### Exercise set
• A. From the email thread about describing Apache Sling, copy the part that opens with the words containing "On Wednesday 04" and closes with "having a UI)".
• B. In the email thread about describing Apache Sling, what word does Ruben suggest?
• C. Summarize the email thread about describing Apache Sling in two sentences.

### Source extract

::::::

On Wednesday 04 October 2017 16:18:56 Carsten Ziegeler wrote:
> I think "headless" puts us into a specific bucket. You can build
> anything with Sling, being it headless or not. AEM is definitely not
> headless :) I think it doesn't make sense for a framework to use that
> characterisation, otherwise a lot of frameworks are headless (in the
> sense of not having a UI)

+1

O.

> Carsten
> 
> 
> Bertrand Delacretaz wrote
> 
> > Hi Karl,
> > 
> > On Wed, Oct 4, 2017 at 3:44 PM, Karl Pauls <[email protected]> wrote:
> >> ...3. It is more than 100 words :-)..
> > 
> > I don't think that's important, "short" is good enough IMO.
> > 
> > Ruben suggests "headless" which I like (and it's a good excuse for
> > many of our examples UIs ;-)
> > 
> > So two suggestions from my side, inline:
> >> Apache Sling is a framework for RESTful web-applications based on an
> >> extensible content tree.

::::::

### Extracted records
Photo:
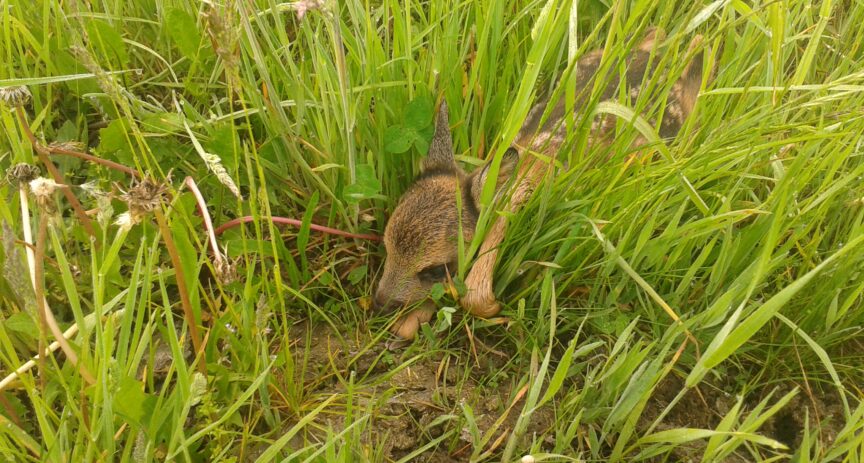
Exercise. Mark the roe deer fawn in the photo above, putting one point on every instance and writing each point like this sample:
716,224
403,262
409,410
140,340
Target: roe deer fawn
421,235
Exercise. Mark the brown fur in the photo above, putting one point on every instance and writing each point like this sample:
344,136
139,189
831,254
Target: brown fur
422,233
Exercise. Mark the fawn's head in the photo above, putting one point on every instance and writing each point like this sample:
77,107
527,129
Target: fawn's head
421,238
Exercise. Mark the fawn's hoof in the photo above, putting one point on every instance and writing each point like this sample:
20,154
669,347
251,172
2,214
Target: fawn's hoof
481,305
408,325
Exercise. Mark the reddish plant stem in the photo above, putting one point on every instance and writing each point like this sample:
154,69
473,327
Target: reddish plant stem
97,160
287,221
180,276
41,152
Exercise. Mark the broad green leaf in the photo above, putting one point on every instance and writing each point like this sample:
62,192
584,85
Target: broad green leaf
367,186
398,139
132,403
357,275
418,113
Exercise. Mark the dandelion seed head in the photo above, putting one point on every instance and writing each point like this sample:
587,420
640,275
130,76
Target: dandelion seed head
15,97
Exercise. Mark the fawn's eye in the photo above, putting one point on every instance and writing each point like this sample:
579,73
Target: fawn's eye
433,273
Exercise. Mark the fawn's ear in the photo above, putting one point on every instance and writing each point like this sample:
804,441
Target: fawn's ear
441,149
505,170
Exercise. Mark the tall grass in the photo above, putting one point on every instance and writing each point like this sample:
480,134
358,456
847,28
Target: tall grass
725,264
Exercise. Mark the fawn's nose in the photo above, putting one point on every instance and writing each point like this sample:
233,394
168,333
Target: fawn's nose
382,302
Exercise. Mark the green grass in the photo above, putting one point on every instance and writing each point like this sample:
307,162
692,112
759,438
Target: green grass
748,228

::::::

### Exercise responses
• A.
On Wednesday 04 October 2017 16:18:56 Carsten Ziegeler wrote:
> I think "headless" puts us into a specific bucket. You can build
> anything with Sling, being it headless or not. AEM is definitely not
> headless :) I think it doesn't make sense for a framework to use that
> characterisation, otherwise a lot of frameworks are headless (in the
> sense of not having a UI)

• B. Ruben suggests "headless."

• C. Carsten Ziegeler argues that calling Sling "headless" puts it into a specific bucket, since anything can be built with Sling, headless or not, and says it doesn't make sense for a framework to use that characterization. In the earlier message he quotes, Bertrand Delacretaz tells Karl Pauls that being over 100 words isn't important because "short" is good enough, says he likes Ruben's suggestion of "headless," and quotes a description of Apache Sling as a framework for RESTful web applications based on an extensible content tree.